Take the line containing "of the street" and all lines after it to the end of the records, and output them exactly.

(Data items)
===============
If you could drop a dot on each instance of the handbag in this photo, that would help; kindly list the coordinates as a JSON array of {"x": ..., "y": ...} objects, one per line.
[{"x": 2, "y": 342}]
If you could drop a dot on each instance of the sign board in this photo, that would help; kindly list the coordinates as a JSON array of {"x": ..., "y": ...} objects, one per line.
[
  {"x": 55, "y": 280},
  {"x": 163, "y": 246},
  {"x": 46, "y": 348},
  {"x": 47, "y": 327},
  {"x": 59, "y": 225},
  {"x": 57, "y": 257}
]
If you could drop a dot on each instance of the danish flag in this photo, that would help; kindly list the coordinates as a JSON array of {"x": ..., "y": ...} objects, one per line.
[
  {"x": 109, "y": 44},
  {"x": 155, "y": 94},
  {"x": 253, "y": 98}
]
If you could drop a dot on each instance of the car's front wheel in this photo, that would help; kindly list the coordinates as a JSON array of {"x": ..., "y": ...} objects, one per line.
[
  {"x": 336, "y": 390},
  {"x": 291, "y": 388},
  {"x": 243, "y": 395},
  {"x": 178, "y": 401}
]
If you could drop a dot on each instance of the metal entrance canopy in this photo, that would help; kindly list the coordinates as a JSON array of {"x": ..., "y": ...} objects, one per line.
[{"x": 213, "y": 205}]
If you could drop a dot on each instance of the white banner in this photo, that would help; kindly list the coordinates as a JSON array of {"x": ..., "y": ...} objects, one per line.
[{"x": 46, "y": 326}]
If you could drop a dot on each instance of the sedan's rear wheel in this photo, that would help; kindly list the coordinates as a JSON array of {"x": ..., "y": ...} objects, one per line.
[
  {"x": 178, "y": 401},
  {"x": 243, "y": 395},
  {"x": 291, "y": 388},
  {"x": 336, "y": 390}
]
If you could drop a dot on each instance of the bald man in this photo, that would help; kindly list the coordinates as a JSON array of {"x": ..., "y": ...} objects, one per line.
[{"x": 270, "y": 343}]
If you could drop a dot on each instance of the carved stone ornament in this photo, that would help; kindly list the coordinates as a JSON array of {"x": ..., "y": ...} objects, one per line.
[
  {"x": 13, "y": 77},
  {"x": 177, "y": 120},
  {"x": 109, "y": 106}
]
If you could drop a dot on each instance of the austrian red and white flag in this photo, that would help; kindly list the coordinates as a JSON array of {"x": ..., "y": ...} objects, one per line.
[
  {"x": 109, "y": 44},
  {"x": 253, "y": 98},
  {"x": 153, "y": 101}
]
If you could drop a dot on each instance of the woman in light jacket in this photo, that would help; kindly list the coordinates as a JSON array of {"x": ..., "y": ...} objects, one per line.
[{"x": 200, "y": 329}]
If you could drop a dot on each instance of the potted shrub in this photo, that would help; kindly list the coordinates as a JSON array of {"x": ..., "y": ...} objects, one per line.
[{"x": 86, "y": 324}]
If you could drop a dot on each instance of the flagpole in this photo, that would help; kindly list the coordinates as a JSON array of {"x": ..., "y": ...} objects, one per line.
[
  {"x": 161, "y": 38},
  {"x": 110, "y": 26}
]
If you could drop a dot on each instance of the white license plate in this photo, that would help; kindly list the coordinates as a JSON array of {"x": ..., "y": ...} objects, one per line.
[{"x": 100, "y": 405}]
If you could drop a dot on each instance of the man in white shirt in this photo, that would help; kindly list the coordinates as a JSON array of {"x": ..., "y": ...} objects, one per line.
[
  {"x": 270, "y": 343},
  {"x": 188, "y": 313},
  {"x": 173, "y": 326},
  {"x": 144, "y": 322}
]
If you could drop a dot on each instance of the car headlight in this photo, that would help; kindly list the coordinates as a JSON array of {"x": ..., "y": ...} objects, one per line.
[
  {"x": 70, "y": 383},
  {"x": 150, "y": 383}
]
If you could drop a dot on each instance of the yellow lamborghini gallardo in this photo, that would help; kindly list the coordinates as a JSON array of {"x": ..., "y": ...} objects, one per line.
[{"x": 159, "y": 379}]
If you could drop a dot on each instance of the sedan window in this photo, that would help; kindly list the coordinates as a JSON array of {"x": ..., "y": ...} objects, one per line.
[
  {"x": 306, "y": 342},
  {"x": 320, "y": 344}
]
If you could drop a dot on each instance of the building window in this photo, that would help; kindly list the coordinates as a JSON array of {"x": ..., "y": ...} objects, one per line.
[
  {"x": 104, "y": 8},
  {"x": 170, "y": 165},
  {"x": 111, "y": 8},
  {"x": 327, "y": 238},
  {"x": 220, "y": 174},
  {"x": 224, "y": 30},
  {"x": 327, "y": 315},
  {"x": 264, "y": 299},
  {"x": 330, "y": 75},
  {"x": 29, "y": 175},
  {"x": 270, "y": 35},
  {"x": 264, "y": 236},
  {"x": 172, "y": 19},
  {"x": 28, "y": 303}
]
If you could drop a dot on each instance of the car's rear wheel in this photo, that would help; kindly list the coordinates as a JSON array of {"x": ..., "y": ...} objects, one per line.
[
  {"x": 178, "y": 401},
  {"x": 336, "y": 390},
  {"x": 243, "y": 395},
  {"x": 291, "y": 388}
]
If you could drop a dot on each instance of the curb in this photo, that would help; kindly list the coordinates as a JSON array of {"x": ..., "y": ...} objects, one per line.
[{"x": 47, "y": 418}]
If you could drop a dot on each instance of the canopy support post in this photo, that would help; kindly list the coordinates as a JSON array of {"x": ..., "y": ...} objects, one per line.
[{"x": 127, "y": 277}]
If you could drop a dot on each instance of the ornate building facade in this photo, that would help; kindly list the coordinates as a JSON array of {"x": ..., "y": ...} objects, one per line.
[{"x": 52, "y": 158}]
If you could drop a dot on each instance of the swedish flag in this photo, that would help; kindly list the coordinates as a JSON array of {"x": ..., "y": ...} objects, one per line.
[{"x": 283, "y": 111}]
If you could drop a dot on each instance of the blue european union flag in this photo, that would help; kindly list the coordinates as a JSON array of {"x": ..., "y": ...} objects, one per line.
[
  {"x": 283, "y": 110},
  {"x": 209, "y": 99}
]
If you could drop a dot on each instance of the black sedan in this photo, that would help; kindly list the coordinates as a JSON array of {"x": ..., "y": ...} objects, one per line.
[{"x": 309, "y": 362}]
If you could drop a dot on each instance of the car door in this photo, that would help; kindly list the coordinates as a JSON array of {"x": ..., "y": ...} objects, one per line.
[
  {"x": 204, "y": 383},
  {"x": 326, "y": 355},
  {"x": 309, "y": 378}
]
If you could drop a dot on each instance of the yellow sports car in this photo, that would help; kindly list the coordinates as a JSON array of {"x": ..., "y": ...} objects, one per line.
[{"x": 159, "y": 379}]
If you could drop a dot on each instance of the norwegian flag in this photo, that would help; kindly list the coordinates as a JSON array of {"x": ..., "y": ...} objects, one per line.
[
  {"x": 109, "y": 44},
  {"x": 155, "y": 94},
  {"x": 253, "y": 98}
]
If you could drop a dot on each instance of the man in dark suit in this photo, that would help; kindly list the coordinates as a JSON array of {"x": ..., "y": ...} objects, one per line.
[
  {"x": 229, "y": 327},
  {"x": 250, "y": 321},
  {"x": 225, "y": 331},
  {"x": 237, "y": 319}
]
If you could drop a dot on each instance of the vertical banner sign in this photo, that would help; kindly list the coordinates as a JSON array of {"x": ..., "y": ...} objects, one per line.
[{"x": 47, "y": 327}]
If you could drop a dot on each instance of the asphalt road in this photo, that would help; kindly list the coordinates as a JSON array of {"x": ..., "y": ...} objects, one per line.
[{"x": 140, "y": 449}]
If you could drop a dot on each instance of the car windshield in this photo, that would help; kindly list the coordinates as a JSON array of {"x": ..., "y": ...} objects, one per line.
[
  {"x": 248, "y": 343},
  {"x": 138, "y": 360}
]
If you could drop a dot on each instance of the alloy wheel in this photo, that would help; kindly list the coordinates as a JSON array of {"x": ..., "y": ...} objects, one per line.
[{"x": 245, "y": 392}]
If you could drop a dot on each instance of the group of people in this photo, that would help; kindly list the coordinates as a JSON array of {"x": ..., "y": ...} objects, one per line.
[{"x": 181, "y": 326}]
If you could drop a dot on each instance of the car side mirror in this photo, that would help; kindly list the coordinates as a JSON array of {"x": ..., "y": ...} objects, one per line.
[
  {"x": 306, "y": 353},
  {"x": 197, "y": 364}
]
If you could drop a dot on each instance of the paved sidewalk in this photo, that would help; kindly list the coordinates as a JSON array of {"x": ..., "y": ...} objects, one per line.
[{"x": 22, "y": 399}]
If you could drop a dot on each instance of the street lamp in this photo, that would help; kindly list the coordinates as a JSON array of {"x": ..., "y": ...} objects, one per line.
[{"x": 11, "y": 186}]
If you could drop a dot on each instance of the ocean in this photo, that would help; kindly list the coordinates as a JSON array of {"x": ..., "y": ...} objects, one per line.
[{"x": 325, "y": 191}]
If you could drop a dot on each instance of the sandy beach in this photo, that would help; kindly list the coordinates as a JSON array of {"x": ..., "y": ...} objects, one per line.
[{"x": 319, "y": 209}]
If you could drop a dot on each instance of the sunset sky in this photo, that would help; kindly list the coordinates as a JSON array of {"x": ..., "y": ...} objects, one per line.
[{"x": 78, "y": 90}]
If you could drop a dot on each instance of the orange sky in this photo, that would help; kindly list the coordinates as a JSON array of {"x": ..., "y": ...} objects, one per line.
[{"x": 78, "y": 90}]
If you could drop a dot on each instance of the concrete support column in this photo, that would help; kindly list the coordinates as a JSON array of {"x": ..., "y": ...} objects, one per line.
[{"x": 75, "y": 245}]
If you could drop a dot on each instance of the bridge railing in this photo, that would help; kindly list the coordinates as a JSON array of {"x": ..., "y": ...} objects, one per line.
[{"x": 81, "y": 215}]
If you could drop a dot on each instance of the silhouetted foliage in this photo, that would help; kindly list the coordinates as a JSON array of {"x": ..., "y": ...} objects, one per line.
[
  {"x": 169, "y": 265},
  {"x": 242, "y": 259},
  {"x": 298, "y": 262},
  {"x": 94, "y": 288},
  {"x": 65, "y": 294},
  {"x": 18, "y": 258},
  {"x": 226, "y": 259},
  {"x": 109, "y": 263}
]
===============
RESULT OF THE TASK:
If you could drop a dot on each instance of the street lamp in this photo, that would help; kindly list the coordinates as a JSON array of {"x": ..., "y": ...} objects, one per line.
[{"x": 11, "y": 186}]
If you could drop a dot on each instance of the ocean in this photo, that would help; kindly list the coordinates as a JSON array of {"x": ..., "y": ...} objects, one per line.
[{"x": 325, "y": 191}]
If you could drop a dot on each instance of the sandy beach in this photo, that would help; kindly list the coordinates as a JSON array of {"x": ..., "y": ...} objects, one per line.
[{"x": 319, "y": 209}]
If you could drop a dot on each instance of the sunset sky in this photo, that would help; kindly list the coordinates as a JSON array of {"x": ..., "y": ...} objects, one per line.
[{"x": 78, "y": 90}]
If you could drop a dot on each instance of the orange sky in this photo, that would help; kindly list the coordinates as a JSON array of {"x": ..., "y": ...} objects, one per line.
[{"x": 78, "y": 90}]
If you could drop a dot on each instance of the concrete support column in this photo, that would help; kindly list the coordinates as a JSON array of {"x": ..., "y": ...} objects, one per line.
[{"x": 75, "y": 245}]
If you could drop a dot on each instance of the bridge railing in this photo, that would help; kindly list the coordinates as a JSON array of {"x": ..., "y": ...} objects, one per line.
[{"x": 81, "y": 215}]
If you could drop a dot on each instance of the silhouetted foliage in this photo, that would help; kindly list the coordinates as a JSON array of {"x": ..., "y": ...} objects, one per line.
[
  {"x": 169, "y": 265},
  {"x": 242, "y": 259},
  {"x": 298, "y": 262},
  {"x": 94, "y": 288},
  {"x": 65, "y": 294},
  {"x": 18, "y": 258},
  {"x": 226, "y": 259},
  {"x": 109, "y": 263}
]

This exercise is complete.